**Exercise**
An exact copy of every entry is what's needed, so please transcribe them all.

*** Dataset Section Begins ***

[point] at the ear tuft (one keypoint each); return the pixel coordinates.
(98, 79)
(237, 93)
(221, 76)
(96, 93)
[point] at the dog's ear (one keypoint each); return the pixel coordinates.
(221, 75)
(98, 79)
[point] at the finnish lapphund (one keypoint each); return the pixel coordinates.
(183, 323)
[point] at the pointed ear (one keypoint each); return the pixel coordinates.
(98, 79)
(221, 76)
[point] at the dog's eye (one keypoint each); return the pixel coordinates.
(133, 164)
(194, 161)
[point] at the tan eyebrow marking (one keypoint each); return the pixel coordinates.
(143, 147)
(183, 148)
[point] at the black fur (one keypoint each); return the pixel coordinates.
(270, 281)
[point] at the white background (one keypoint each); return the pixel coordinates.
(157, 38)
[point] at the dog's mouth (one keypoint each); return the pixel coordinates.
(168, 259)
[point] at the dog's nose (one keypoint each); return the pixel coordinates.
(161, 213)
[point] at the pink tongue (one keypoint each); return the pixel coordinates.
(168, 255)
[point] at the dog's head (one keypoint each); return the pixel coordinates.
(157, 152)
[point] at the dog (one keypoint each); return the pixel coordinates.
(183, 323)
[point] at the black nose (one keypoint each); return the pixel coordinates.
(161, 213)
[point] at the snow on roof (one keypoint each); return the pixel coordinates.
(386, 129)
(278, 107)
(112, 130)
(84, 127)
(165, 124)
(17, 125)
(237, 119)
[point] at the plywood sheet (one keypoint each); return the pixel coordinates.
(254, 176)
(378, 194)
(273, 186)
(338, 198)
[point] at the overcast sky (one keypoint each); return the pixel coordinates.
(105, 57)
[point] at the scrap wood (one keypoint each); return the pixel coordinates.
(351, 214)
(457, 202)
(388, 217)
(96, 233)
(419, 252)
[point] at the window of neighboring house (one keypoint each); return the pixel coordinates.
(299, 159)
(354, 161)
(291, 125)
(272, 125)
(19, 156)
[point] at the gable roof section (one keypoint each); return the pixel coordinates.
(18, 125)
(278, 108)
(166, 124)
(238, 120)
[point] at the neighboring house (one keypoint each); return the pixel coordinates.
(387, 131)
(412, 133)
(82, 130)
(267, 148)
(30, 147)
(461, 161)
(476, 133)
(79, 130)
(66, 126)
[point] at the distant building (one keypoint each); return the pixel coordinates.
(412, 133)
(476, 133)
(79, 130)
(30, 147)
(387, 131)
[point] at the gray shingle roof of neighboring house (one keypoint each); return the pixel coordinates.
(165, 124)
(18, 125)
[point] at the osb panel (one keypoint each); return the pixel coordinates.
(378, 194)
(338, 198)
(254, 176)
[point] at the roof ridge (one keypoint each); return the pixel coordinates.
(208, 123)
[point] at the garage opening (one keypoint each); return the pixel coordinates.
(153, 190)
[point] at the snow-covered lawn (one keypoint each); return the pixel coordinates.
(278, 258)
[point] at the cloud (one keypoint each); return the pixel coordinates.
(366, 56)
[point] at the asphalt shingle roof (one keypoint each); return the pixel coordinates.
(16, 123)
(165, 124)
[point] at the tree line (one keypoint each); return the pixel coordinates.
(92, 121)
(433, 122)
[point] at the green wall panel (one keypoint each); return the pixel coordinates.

*** Dataset Section Ends ***

**Solution to this problem**
[point] at the ear tuft (one keypoint each); return the pixel coordinates.
(98, 79)
(237, 93)
(221, 76)
(96, 93)
[point] at the dog's ear (one keypoint each); return the pixel coordinates.
(221, 75)
(98, 79)
[point] at the finnish lapphund (one keypoint each); return the pixel coordinates.
(183, 323)
[point] at the pointed ear (one keypoint each); return the pixel coordinates.
(98, 79)
(221, 76)
[point] at the dog's eye (one keypoint each); return the pixel coordinates.
(133, 164)
(194, 161)
[point] at the tan eyebrow marking (one keypoint each); return the pixel coordinates.
(143, 147)
(183, 148)
[point] at the black fur (one keypoint each); return the pixel coordinates.
(270, 281)
[point] at the white background (one keypoint each); return the pixel coordinates.
(157, 38)
[point] at the dog's mouth (one keypoint each); return the pixel coordinates.
(168, 259)
[point] at the dog's nose (one keypoint each); return the pixel coordinates.
(161, 213)
[point] at the pink tongue (one keypoint each); return the pixel coordinates.
(168, 255)
[point] at the dog's head (one keypoint each); return the pixel coordinates.
(157, 152)
[point] at the dog (one keypoint each); return the pixel coordinates.
(183, 323)
[point] at the black nose (one keypoint each); return the pixel coordinates.
(161, 213)
[point] at the snow on roof (one keypoint each); return the pixel coordinates.
(386, 129)
(278, 107)
(112, 130)
(84, 127)
(165, 124)
(17, 125)
(237, 119)
[point] at the plywood sheet (one keypoint each); return the pixel coordinates.
(254, 176)
(378, 194)
(273, 186)
(338, 198)
[point] at the overcast sky (one keypoint each); return the pixel coordinates.
(105, 57)
[point] at the scrap wood (one keypoint each); return the pixel coordinates.
(351, 214)
(457, 202)
(388, 217)
(96, 233)
(419, 252)
[point] at the window of neighboring house (one keypoint each); return the pixel coordinates.
(299, 159)
(354, 161)
(291, 125)
(272, 125)
(19, 156)
[point] at the gable roof section (one keypoint each); return the pixel coordinates.
(18, 125)
(278, 108)
(166, 124)
(238, 120)
[point] at the neighboring house (one keypoint each); return the pixel coordinates.
(387, 131)
(412, 133)
(82, 130)
(267, 148)
(30, 147)
(461, 161)
(476, 133)
(79, 130)
(66, 126)
[point] at the distant building (one keypoint each); return the pixel coordinates.
(412, 133)
(476, 133)
(79, 130)
(30, 147)
(387, 131)
[point] at the gray shingle roof of neighboring house (one keypoint each); return the pixel coordinates.
(165, 124)
(18, 125)
[point] at the osb panel (one keypoint each); return the pixel coordinates.
(378, 194)
(338, 198)
(254, 176)
[point] at the roof ridge (one keypoint each); return the pixel coordinates.
(208, 123)
[point] at the garage opening (one keypoint each); return the pixel coordinates.
(153, 190)
[point] at the snow-covered lawn (one keypoint each); return the pixel coordinates.
(278, 258)
[point] at the cloud (one keypoint each); return the pixel coordinates.
(366, 56)
[point] at the asphalt shingle roof (one keypoint each); return the pixel coordinates.
(16, 123)
(165, 124)
[point] at the tree line (one keypoint each); return the pixel coordinates.
(92, 121)
(433, 122)
[point] at the green wall panel (one keypoint each); return the pixel coordinates.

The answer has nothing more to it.